EXERCISE REQUIREMENTS
Reproduce all of the material below character for character, leaving out the pictures.

**********

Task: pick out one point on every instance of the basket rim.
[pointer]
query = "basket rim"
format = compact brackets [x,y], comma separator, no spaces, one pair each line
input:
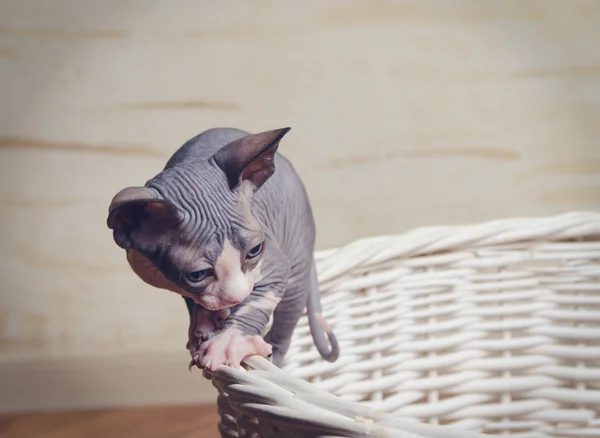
[375,250]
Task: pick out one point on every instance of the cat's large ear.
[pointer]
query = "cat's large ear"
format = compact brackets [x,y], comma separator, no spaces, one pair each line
[139,213]
[250,158]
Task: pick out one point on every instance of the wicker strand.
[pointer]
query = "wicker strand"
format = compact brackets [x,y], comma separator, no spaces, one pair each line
[445,332]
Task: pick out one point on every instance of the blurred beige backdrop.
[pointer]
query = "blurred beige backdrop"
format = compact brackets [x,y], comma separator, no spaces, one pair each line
[403,113]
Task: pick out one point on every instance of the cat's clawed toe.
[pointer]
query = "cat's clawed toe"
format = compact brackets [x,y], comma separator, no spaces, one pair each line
[230,347]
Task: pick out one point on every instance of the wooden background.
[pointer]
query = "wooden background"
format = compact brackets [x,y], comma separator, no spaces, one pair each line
[403,113]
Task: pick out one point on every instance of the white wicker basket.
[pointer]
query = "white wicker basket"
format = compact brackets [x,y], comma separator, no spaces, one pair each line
[444,332]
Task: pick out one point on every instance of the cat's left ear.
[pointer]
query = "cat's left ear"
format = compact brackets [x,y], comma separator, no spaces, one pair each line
[250,158]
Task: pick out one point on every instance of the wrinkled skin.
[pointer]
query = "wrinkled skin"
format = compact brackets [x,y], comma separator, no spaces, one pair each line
[228,226]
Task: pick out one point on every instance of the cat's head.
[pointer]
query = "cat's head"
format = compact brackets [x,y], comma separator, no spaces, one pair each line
[193,224]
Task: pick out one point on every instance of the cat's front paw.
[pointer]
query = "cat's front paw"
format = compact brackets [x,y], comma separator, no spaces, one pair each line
[230,347]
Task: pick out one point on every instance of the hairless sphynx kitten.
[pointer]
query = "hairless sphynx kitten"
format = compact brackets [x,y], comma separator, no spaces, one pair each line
[228,225]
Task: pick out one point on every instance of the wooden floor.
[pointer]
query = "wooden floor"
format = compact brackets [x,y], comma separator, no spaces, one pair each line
[163,422]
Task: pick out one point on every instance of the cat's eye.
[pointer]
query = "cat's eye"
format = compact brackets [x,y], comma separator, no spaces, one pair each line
[197,276]
[254,251]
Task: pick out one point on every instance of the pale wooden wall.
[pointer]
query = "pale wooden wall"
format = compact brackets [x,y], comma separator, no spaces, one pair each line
[403,113]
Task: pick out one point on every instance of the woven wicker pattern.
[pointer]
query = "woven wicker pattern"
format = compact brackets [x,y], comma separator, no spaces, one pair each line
[493,327]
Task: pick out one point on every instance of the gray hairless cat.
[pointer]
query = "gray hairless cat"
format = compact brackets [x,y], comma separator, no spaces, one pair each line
[235,237]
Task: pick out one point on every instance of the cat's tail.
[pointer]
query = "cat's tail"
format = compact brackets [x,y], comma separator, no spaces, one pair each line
[319,328]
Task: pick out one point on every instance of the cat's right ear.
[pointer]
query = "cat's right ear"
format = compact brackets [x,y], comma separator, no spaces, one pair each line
[139,212]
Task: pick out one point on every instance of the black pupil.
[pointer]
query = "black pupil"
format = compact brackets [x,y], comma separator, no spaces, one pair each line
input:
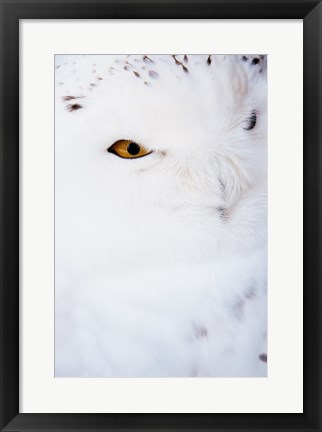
[133,149]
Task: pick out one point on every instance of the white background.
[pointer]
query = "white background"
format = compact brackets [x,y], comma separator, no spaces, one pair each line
[282,391]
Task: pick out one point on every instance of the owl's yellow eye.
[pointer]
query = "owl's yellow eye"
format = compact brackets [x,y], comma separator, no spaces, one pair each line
[128,149]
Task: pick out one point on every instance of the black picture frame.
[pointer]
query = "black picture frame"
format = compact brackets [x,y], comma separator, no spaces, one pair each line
[14,10]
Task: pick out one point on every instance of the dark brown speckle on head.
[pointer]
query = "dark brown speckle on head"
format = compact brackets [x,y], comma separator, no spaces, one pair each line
[73,107]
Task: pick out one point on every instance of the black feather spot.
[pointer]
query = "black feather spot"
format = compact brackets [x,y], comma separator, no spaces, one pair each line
[251,121]
[73,107]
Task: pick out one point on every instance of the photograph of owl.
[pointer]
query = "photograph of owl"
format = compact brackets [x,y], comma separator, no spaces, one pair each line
[161,215]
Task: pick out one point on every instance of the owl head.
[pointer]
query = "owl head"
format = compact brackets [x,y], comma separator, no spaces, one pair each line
[165,150]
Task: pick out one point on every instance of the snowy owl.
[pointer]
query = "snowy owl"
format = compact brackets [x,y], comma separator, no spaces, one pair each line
[160,215]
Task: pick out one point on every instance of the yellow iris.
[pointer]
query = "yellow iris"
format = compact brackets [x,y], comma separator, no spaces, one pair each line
[128,149]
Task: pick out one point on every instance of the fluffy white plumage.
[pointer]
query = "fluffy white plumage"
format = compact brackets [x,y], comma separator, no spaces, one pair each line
[161,261]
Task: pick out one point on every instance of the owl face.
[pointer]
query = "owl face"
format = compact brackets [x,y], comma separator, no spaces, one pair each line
[174,142]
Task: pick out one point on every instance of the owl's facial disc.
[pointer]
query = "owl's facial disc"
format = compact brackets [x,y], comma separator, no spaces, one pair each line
[128,149]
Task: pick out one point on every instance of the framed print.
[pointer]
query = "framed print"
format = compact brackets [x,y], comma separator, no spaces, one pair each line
[160,214]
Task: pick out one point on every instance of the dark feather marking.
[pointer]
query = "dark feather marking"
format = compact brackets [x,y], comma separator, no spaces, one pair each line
[251,121]
[73,107]
[146,58]
[178,63]
[67,98]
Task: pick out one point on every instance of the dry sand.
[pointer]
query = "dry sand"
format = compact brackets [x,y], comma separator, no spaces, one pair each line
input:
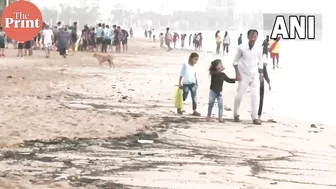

**********

FULL ANSWER
Task: pick out one point on every instance of the basket rim.
[pointer]
query = "basket rim"
format = compact brackets [x,y], comma separator, no spaces, one pair each line
input:
[375,250]
Task: pick out one point on every instance of the cat's large ear.
[pointer]
query = "cat's large ear"
format = compact brackets [x,y], comma separator, no spaces, one pair each line
[139,213]
[250,158]
Task: pick out one point on every instance of the wicker strand.
[pointer]
query = "wicker strand"
format = compact brackets [x,y], comma separator, no spaces, one pair each line
[445,332]
Task: pick out one point on every instance of the blurred beige backdrop.
[pointer]
query = "blurred beige backdrop"
format = compact brackets [x,y], comma separator, no spaces, one pair each line
[403,113]
Task: pick out one point on every instance of the cat's clawed toe.
[pointer]
query = "cat's clawed toe"
format = compact brackets [x,y], comma separator, no spaces, one pair each line
[230,347]
Task: pick out one point on every instance of the wooden background.
[pointer]
query = "wooden background"
format = compact brackets [x,y], comma separator, no spaces, one pair each line
[403,113]
Task: pick out one point on every instance of the white wicker basket.
[pointer]
query = "white wicker basket"
format = compact brackets [x,y], comma separator, no spaces, one pair each line
[444,332]
Task: pick out one point on every instance of the cat's left ear.
[pointer]
query = "cat's left ear"
format = compact brackets [x,y], comma separator, no spaces, one pair each line
[250,158]
Task: pick out one point on every instance of the wrinkled skin.
[pointer]
query = "wrinkled skin"
format = compact brackets [x,y], comma separator, no spaces, one pair each line
[228,226]
Task: pick out one point on every instance of the cat's head.
[pointer]
query = "cat's head"
format = compact brackets [x,y], comma separator, no spaces, one pair each line
[193,224]
Task: pick out one point on every instance of the cat's front paw.
[pointer]
query = "cat's front paw"
format = compact brackets [x,y], comma separator, no spaces, one pair each line
[230,347]
Task: pick out one point on every instance of the hairless sphynx kitten.
[pointer]
query = "hairless sphynx kitten"
format = compact brackets [x,y], comma separator, no spaces, one pair each line
[228,225]
Task: pick out one point on every instance of the wooden floor.
[pointer]
query = "wooden floor"
format = compact brackets [x,y], comma separator, no spaces, one pair each line
[163,422]
Task: pick out one point on every instance of the cat's eye.
[pointer]
query = "cat's eye"
format = compact brackets [x,y], comma separator, no spaces, one pair each line
[197,276]
[254,251]
Task: pick out one point on every instance of the pale wooden wall.
[pointer]
query = "pale wooden wall"
format = compact brackets [x,y], comma separator, no spaces, one pair each line
[403,113]
Task: pick out one point on every instance of the woven wicker pattern.
[pointer]
query = "woven wicker pattern"
format = compact brackets [x,y], comma separator, no spaces, one pair each line
[493,327]
Task: pick out one point on every instance of the gray hairless cat.
[pointer]
query = "gray hairless cat"
format = compact brackets [x,y], comma separator, no spaces, one pair each line
[235,237]
Task: pick out one point on every instance of the cat's tail.
[pointer]
query = "cat's tail"
format = compact brackets [x,y], comma separator, no spaces, one pair each line
[319,328]
Task: pick out one point on every instance of the cat's right ear.
[pointer]
query = "cat's right ear"
format = compact brackets [x,y], comma separator, no spaces, one pair each line
[139,212]
Task: pick out one point on every instance of the black pupil.
[pointer]
query = "black pupil"
format = compact brackets [x,y], comma separator, no spaces, one pair each line
input:
[133,149]
Task: pick out one point on every instance of the white background.
[pointer]
query = "white background"
format = compact brackets [x,y], comma separator, no spaces, one pair each line
[282,391]
Task: pick out one point on every instance of the owl's yellow eye.
[pointer]
query = "owl's yellow eye"
format = compact brackets [x,y], comma separator, no spaces, one pair each line
[128,149]
Task: pick out one point on every instance of the black picture frame.
[pointer]
query = "black picture frame"
format = compact brackets [x,y], comma separator, no spaces, one pair each line
[14,10]
Task: pick out one point on every instance of the dark brown speckle on head.
[pointer]
query = "dark brown speckle on head"
format = compact brackets [x,y], comma separator, no spaces, one pair each line
[73,107]
Task: pick out one point on every instance of the black feather spot.
[pointer]
query = "black feather spot"
format = compact brackets [x,y], comma separator, no spaces, one pair each line
[251,121]
[73,107]
Task: pick out one point on every instance of the photograph of owl.
[pointer]
query = "photograph of owl"
format = compact brackets [x,y], comma separator, no spaces, one pair each line
[161,215]
Task: pick out one point on every instance of the owl head.
[pointer]
query = "owl head"
format = compact brackets [x,y], comma separator, no spaces, one pair each line
[165,150]
Task: pick out one point on every instance of the snowy owl.
[pointer]
query = "snowy owl"
format = compact brackets [x,y], comma separator, no spaces, one pair each line
[160,215]
Task: pick out one point on every instance of the yellow iris.
[pointer]
query = "yellow iris"
format = compact brackets [x,y], comma separator, no spaces, one pair each line
[128,149]
Task: pick out one point on every instance of the fluffy white plumage.
[pointer]
query = "fluffy white plumage"
format = compact brackets [x,y], comma separator, no spaces, one pair each line
[161,261]
Task: pick out one point on every instance of the owl face.
[pointer]
query = "owl face"
format = compact brackets [x,y], comma separator, no spaces, one pair each line
[174,142]
Task: pick out one point on every instance of the owl's facial disc.
[pointer]
query = "owl's facial disc"
format = compact brackets [x,y], comma separator, no spaces, one pair each line
[128,149]
Task: pick out one point on every instance of the framed print.
[pointer]
query = "framed print"
format = compact brackets [x,y], comma separator, no spaces, one pair each line
[160,214]
Task: pick out one point on every instance of the dark feather marking.
[pointer]
query = "dark feather marking"
format = compact brackets [x,y], comma separator, no spaces, one pair each line
[251,121]
[73,107]
[146,58]
[178,63]
[67,98]
Task: pick out one point on every instance of the dry sand.
[pointer]
query = "dry sand"
format = compact brackets [x,y], comma separator, no spaces, one pair each line
input:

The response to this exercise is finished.